• Seitenauszug
====
Hat denn keiner einen Vorschlag?
Schöne Ostern Michael


----------



## trolliver (16. April 2014)

Vielleicht mal Magura bzw. die anderen Hersteller anschreiben.


----------



## Floh (20. April 2014)

Ich hab bei meiner Hayes eine Winkelverschraubung von Hope substituiert. Hat ca 15 Euro gekostet und direkt gepasst. Entlüften muss man dann schon. Gibt alle Teile einzeln zu kaufen. Hohlschraube mit 2 Kupferringen.


----------



## michfisch (18. Mai 2014)

Fertig,  bis auf Schalthebel.  Kann sie aber leider noch nicht fahren, ist noch ein wenig zu groß. Nächste Saison wird es wohl zum Einsatz kommen.
Die Teileliste wird noch vervollständigt.
Bild kommt, lässt sich nicht hochladen. 
Gruß Michael


----------



## michfisch (18. Mai 2014)
====
• Vorliegende Daten
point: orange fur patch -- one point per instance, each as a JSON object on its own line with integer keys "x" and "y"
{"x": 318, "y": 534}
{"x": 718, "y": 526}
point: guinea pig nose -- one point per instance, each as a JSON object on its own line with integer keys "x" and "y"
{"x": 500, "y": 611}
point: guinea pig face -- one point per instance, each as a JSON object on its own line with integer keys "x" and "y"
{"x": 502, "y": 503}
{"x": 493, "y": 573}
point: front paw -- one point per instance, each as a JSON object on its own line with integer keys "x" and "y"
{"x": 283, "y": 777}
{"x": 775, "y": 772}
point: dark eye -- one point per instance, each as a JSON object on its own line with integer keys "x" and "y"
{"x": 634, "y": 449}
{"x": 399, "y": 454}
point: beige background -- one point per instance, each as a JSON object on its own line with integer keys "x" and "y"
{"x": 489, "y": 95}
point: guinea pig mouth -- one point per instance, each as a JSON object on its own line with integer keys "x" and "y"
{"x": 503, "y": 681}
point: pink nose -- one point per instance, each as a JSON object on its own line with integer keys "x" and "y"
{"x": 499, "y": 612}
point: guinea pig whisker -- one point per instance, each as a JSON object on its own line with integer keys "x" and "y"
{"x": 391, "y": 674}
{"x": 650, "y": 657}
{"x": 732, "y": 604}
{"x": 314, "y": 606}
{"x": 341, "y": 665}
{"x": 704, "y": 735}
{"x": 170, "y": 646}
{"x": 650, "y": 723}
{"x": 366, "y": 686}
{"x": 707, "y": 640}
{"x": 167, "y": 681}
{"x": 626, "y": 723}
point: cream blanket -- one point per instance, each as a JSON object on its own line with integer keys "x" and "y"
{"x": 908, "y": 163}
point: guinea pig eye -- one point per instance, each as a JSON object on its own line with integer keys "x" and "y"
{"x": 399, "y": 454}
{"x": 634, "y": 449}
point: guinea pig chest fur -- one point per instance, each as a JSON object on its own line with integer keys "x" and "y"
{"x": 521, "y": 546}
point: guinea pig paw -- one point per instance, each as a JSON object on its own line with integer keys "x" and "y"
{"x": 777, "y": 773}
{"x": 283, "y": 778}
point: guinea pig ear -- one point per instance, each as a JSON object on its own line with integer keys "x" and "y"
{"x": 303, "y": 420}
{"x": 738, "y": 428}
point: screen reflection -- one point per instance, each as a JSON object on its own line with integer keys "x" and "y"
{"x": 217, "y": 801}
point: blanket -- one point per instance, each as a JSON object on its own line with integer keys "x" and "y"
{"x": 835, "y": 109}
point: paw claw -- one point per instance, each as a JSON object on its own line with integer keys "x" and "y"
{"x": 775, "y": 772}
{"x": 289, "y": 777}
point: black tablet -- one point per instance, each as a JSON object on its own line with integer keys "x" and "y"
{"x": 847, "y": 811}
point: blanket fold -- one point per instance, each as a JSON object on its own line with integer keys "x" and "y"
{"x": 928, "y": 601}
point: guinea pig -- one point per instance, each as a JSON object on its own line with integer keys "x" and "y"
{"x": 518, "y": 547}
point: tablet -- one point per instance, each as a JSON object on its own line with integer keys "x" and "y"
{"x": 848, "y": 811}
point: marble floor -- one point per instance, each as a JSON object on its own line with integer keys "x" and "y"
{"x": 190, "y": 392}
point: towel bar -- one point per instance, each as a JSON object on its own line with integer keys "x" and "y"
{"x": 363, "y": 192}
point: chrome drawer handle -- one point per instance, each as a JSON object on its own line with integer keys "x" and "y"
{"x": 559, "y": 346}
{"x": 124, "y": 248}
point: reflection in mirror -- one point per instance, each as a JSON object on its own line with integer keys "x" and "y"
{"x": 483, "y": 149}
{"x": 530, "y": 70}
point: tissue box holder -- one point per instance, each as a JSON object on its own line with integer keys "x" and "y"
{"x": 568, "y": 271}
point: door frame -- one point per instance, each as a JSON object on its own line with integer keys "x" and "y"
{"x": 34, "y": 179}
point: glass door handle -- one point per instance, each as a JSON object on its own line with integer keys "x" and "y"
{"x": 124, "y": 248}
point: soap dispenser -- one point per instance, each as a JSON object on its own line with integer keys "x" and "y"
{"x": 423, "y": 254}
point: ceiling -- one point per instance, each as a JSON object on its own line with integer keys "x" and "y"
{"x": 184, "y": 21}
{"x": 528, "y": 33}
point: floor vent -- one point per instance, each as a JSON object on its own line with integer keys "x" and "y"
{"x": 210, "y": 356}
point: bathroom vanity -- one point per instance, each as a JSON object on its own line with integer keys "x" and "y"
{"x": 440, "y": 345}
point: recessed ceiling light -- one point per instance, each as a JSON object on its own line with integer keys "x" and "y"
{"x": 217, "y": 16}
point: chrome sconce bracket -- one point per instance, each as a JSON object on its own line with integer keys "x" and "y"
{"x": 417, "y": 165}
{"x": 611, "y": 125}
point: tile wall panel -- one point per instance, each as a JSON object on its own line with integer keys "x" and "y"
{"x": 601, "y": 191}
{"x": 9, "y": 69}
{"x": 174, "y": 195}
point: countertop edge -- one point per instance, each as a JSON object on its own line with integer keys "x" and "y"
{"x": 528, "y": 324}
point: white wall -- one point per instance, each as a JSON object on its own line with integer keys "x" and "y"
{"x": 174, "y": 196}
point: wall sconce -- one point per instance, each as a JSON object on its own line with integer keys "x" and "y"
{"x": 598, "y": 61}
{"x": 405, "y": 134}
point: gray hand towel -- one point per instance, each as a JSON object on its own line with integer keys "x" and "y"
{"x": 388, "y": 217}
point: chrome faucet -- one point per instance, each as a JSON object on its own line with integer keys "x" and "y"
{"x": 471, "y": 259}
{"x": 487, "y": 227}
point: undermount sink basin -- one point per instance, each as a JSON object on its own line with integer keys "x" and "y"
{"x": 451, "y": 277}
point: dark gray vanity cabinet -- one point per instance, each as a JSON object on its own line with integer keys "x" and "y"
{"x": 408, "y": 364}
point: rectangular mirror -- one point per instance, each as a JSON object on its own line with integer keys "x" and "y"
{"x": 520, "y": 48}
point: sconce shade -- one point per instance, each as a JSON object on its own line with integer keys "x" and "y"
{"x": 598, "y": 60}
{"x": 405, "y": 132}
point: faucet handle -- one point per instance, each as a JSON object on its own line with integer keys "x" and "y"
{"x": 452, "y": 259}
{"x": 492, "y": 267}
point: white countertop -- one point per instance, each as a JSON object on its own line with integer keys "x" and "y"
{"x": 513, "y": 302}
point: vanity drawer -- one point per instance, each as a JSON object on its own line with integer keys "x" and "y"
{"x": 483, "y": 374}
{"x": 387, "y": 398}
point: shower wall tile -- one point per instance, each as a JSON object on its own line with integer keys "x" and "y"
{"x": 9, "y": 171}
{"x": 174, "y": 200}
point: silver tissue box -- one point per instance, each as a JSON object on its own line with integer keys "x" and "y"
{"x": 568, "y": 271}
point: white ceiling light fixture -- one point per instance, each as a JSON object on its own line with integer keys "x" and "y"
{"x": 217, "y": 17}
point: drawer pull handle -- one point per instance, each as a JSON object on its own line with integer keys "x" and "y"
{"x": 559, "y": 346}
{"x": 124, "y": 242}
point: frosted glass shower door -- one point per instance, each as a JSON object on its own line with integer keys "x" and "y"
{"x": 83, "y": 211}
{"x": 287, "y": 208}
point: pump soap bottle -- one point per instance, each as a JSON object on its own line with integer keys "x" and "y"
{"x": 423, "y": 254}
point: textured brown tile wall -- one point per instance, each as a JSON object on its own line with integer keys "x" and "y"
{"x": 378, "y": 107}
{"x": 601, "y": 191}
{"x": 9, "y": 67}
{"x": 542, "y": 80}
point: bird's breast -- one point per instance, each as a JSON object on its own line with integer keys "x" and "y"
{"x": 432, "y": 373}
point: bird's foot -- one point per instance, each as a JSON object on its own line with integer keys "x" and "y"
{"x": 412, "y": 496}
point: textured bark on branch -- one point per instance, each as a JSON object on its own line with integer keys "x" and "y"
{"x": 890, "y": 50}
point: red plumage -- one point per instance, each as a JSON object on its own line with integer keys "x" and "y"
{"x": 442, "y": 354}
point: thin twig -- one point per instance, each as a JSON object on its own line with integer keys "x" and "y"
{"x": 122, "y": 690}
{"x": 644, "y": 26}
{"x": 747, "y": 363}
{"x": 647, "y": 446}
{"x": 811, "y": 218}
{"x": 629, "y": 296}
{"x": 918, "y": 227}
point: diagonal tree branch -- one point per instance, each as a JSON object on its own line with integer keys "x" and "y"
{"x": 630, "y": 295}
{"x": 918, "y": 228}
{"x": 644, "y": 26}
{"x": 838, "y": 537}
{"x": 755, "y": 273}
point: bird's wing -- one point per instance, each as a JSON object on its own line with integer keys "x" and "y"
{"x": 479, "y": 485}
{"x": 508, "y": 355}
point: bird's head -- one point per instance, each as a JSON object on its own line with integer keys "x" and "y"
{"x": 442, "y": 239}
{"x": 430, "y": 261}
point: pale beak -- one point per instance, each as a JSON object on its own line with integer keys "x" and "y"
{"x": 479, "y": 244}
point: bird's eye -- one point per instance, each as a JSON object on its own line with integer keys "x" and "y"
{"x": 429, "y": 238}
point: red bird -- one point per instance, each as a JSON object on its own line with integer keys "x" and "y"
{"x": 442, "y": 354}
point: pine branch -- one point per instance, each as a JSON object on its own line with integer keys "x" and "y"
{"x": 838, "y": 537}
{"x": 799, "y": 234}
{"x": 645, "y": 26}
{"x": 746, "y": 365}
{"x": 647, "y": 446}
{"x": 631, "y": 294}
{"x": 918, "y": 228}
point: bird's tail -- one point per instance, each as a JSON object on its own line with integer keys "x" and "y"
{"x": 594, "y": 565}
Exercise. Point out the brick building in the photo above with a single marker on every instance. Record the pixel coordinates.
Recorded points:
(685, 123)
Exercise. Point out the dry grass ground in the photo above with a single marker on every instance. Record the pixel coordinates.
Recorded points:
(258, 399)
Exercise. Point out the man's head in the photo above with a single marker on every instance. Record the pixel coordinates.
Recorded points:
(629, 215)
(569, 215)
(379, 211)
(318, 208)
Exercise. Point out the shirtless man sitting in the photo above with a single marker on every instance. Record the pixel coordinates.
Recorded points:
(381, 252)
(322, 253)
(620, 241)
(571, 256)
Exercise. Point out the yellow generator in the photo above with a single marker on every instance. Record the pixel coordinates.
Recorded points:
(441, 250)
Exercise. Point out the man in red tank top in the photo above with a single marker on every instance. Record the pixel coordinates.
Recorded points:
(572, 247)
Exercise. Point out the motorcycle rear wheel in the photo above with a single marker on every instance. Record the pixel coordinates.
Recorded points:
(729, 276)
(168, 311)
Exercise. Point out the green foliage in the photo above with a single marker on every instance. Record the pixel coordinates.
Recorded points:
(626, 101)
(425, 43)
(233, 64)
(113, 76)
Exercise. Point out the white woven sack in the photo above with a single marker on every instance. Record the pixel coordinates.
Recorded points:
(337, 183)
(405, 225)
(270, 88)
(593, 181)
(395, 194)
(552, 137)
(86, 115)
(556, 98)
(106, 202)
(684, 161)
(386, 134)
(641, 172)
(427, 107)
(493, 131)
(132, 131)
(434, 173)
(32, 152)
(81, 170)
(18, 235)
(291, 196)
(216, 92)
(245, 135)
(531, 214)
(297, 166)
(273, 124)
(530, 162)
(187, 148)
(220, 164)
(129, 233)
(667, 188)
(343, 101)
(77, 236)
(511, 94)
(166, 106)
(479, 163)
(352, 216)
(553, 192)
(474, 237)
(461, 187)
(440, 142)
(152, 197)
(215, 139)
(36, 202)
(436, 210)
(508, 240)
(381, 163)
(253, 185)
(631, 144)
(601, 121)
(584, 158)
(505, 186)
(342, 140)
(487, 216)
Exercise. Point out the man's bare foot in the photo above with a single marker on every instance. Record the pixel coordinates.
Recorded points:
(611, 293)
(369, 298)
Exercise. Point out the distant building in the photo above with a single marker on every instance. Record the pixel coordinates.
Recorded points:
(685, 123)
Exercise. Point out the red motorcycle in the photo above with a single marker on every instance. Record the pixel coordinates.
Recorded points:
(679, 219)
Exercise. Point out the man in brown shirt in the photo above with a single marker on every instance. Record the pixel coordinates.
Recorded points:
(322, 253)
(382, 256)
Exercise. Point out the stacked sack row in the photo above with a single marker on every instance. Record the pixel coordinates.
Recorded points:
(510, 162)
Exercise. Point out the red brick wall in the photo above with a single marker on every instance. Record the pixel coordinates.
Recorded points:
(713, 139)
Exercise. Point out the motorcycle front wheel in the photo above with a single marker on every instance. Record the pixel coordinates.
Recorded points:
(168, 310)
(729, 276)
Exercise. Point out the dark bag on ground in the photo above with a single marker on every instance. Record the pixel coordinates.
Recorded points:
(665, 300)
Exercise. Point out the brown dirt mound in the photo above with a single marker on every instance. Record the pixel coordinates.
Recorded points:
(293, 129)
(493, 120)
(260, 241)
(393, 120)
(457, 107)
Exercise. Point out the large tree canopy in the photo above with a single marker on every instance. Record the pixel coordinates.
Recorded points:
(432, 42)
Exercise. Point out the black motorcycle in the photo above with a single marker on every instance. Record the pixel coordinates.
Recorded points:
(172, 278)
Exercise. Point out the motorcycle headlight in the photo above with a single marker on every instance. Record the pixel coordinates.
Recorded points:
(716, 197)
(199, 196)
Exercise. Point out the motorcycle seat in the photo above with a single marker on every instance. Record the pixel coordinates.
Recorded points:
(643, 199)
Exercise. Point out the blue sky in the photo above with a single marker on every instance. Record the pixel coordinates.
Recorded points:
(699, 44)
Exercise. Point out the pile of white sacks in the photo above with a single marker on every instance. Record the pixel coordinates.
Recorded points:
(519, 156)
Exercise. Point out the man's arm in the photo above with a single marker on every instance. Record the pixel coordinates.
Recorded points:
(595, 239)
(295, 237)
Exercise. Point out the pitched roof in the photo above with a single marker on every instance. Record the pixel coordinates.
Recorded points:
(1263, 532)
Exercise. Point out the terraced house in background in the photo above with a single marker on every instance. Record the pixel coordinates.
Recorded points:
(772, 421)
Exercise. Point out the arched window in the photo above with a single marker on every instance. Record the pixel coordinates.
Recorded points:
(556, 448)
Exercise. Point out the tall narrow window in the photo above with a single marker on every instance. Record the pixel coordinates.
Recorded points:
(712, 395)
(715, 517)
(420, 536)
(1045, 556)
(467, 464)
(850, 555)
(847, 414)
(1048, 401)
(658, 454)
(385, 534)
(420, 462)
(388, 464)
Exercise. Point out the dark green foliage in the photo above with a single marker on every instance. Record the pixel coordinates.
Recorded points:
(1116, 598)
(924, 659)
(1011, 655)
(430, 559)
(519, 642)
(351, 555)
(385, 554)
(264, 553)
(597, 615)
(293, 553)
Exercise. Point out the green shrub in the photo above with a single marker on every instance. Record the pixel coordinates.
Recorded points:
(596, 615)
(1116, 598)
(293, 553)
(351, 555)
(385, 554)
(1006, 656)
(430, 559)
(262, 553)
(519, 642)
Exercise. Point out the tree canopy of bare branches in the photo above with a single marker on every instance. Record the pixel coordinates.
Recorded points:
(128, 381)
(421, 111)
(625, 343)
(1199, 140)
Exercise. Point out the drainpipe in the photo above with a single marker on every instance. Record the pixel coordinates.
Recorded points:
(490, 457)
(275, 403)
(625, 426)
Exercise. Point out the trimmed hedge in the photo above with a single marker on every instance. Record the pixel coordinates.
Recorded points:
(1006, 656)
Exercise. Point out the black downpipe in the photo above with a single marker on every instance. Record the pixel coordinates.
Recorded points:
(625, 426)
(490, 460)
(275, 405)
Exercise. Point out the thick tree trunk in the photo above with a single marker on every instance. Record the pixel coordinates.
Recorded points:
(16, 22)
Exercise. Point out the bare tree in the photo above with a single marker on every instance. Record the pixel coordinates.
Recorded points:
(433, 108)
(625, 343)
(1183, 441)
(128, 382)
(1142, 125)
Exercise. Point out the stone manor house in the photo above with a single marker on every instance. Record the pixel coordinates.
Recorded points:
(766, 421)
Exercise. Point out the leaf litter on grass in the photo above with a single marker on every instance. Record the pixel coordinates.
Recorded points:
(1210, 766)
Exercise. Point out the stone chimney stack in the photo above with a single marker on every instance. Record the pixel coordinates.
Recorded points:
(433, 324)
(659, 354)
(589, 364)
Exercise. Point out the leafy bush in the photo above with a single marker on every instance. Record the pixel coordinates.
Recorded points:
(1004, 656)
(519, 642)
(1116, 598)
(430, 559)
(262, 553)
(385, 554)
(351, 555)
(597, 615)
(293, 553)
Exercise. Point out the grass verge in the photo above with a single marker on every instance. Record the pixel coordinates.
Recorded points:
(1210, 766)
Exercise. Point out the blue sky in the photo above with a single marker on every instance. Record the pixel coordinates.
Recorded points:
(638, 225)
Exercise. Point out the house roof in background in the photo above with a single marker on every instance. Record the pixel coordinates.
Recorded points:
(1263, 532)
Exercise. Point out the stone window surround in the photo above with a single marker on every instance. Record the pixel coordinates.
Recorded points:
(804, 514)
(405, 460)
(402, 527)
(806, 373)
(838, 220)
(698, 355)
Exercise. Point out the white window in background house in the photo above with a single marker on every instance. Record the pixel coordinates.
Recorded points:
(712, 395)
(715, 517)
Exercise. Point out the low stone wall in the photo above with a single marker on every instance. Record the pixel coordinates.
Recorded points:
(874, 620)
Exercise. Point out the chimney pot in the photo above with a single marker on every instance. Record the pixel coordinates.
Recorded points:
====
• Aufgabe
Führe den Forumsthread zum Fahrradaufbau im Seitenauszug ab seinem letzten Eintrag weiter.

• Erwartete Antwort
Heute Fototermin:


----------



## Y_G (18. Mai 2014)

ist echt schick geworden !!!


----------



## trolliver (18. Mai 2014)

Joaah, 'n Fahrrad halt...


----------



## michfisch (31. Mai 2014)

Hi,
die Carbon Gabel wird frei und ist im Bikemarkt eingestellt. Hab was anderes gefunden. Wenn ihr Interesse habt, dann könnt ihr mich auch hier oder in unterhaltungen anschreiben. 
Gruß Michael


----------



## Roelof (31. Mai 2014)

Und was kommt rein??


----------



## michfisch (31. Mai 2014)

Na ne Gabel, die besser dazu passt.


----------



## MTB-News.de




----------



## michfisch (4. Juni 2014)

Stargastost: 12032020 schrieb:
			
		

> Und was kommt rein??


Ne  weiße Alu Starrgabel mit 600g.


----------



## baben (4. Juni 2014)

Wo hast du die her? Will haben! 


Gesendet von meinem iPhone mit Tapatalk


----------



## gtbiker (5. Juni 2014)

michfisch schrieb:


> Ne  weiße Alu Starrgabel mit 600g.


Ah ja, auf einmal geht das.


----------



## KIV (5. Juni 2014)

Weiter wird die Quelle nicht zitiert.